» **Given exercise**: Locate every line in the data below that contains the string "building", and copy each of those lines.

» **Material provided**:
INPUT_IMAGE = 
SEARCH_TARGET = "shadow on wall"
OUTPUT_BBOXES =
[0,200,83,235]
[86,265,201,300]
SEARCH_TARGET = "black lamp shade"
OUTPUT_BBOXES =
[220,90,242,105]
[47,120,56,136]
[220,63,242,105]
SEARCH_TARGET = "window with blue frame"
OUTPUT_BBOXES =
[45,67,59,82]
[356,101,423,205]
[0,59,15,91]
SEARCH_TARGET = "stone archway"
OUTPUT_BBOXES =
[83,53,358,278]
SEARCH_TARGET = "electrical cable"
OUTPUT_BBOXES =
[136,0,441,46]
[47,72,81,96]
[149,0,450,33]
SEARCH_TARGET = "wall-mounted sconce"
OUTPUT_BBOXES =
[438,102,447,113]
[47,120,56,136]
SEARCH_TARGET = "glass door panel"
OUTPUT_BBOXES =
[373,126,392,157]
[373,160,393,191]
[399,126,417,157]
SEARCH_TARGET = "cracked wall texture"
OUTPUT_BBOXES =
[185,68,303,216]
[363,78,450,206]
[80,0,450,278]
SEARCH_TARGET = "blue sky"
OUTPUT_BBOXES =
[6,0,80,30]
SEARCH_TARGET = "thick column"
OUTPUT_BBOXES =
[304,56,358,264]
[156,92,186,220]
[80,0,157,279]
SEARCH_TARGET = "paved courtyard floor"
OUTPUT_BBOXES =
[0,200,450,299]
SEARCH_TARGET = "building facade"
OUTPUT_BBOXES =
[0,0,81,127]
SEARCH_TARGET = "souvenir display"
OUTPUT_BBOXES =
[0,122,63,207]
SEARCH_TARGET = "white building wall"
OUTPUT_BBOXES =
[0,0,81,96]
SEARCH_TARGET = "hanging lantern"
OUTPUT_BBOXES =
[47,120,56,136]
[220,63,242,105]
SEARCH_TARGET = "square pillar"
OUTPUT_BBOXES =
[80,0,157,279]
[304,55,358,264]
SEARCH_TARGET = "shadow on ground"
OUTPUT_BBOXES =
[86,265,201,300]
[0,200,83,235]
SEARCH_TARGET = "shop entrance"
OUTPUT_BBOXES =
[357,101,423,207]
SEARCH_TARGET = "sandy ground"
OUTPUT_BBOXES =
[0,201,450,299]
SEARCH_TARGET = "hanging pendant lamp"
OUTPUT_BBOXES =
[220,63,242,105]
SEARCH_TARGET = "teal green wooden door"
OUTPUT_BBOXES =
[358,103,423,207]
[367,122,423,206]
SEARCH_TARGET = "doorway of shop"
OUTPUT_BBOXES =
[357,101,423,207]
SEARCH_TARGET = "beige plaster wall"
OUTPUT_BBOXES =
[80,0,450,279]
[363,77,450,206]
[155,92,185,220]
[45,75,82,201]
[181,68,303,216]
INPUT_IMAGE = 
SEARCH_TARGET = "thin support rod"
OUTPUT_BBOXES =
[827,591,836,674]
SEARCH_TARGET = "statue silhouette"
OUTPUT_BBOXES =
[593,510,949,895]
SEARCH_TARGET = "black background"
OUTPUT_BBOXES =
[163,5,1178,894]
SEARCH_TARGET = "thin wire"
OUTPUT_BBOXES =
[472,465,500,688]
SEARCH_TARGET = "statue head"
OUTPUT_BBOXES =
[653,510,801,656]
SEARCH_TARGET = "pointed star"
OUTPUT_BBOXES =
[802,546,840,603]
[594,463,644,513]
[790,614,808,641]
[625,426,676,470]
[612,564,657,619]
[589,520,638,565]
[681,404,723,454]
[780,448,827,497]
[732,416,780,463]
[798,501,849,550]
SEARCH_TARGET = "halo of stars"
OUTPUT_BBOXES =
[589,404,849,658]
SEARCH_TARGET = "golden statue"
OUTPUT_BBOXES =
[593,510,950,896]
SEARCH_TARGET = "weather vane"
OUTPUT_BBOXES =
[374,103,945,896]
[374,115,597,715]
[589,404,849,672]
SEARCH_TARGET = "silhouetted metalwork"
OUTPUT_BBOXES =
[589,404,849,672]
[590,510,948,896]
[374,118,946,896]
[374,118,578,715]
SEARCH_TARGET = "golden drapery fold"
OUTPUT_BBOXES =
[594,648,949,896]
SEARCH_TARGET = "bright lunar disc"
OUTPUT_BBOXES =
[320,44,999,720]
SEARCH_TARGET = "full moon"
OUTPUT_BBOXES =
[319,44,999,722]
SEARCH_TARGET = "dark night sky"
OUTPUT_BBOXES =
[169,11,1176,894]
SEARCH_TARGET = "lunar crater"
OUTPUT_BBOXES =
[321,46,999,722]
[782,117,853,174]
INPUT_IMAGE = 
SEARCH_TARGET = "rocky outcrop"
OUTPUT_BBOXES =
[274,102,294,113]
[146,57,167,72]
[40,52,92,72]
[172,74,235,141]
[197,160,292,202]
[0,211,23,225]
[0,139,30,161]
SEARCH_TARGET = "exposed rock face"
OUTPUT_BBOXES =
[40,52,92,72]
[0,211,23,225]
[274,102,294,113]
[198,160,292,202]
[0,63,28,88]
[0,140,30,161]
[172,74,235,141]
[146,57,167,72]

» **Task result**:
SEARCH_TARGET = "building facade"
SEARCH_TARGET = "white building wall"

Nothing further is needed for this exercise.